BRANO FORNITO -
·····
Quando si pensa ai costi fiscali, il primo riferimento è ovviamente alle tasse. Non è l'unico. Bisogna aggiungervi quelli delle risorse dedicate alla gestione contabile dello studio e il commercialista. Questi costi aggiuntivi hanno una parte visibile e certa, i software, la formazione specifica, l'eventuale personale impiegato, la parcella del consulente, il tempo dedicato, e una nascosta che può emergere inaspettata qualora quanto fatto in studio non fosse stato conforme a ben precise regole. In caso di controlli fiscali infatti, si potrebbe incappare in ulteriori tasse e sanzioni pure in assenza di evasione, se ci fossero state alcune imprecisioni del comportamento amministrativo che consentono al Fisco di presumerla. Chiameremo questo eventuale nuovo costo il "Rischio fiscale inutile".
Inutile perché, con i giusti accorgimenti, può essere evitato.
Diremo in che occasioni e per quali motivi può sorgere questo "rischio". Ma prima è bene sapere che ciò che serve per scongiurarlo va attuato prima di essere controllati, non ci sono soluzioni a posteriori. Si deve anche sapere che si tratta di accorgimenti che spettano al Titolare dello studio, sono parte del suo quotidiano sistema di lavoro, e il commercialista non potrà surrogarlo in alcun modo. Infatti, non è questi che scrive le fatture, riscuote dai clienti, acquista, paga i fornitori, preleva, versa, ordina bonifici, emette assegni, usa il bancomat o la carta di credito.
·····
CONSEGNA 1 -
Nel brano sul rischio fiscale, per quale motivo il rischio viene definito «inutile»?
CONSEGNA 2 -
Prosegui il brano sul rischio fiscale a partire dal punto in cui si interrompe.
I dati non hanno alcun ruolo in questo.

DATI MOSTRATI -
·····
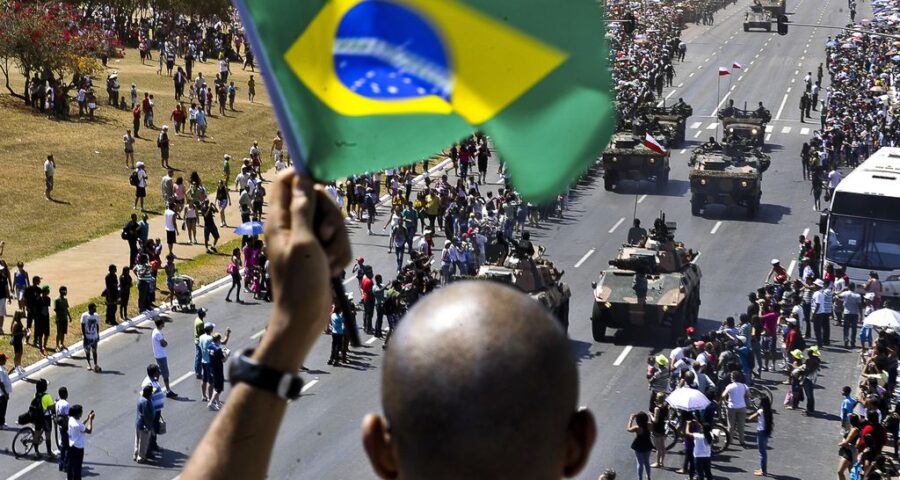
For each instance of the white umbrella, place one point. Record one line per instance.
(689, 399)
(885, 318)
·····
RISPOSTA 1 -
Perché, con i giusti accorgimenti, può essere evitato.

RISPOSTA 2 -
Il "Rischio fiscale inutile" può dunque manifestarsi in occasione dei controlli che il Fisco esegue nei confronti dei contribuenti, frequentemente innescati da anomalie nella dichiarazione, si pensi al "Redditometro", o nello studio di settore. Certamente, non tutti i dentisti "anomali" saranno controllati, ma l'esperienza dei corsi di una giornata che tengo sull'argomento, dove la percentuale di presenti già sottoposti a qualche forma di verifica oscilla attorno al trenta per cento, fa pensare che la categoria abbia una certa probabilità di esserlo. Il primo consiglio è quindi quello di presentare dichiarazioni in linea con la dimensione dell'attività e il tenore di vita, e studi di settore tassativamente "congrui e coerenti". A tal fine, l'impiego preventivo dei software "Redditest" e "Gerico" dell'Agenzia delle Entrate potrà aiutare.
Partite le verifiche, il nostro "rischio" si massimizza in presenza di "indagini finanziarie" e "ispezioni" della contabilità obbligatoria, quella di solito tenuta dal commercialista. In estrema sintesi, con le prime ci si vede recapitare l'elenco dei movimenti dei propri conti correnti bancari, e li si deve "giustificare" uno per uno entro breve tempo. Con le seconde viene eseguito un confronto fra quanto incassato e pagato, quanto registrato, i relativi documenti e la dichiarazione dei redditi. Il problema è che ciò che il Fisco può presumere come evasione magari è stato dichiarato ma che, per questioni che al profano potrebbero sembrare meramente formali e di cui prima, in mancanza di adeguate procedure amministrative interne, magari nemmeno aveva coscienza, non si riesce a provarlo nei modi che il Fisco vorrebbe.
Ad esempio, l'"indagine finanziaria" potrebbe sostenere che il versamento di un assegno incassato se di importo diverso da quello della relativa fattura, perché in parte saldata anche per contanti, è un incasso al nero. Stessa sorte potrebbe capitare per un assegno firmato da Tizio per pagare una regolarissima fattura, ma intestata a Caio.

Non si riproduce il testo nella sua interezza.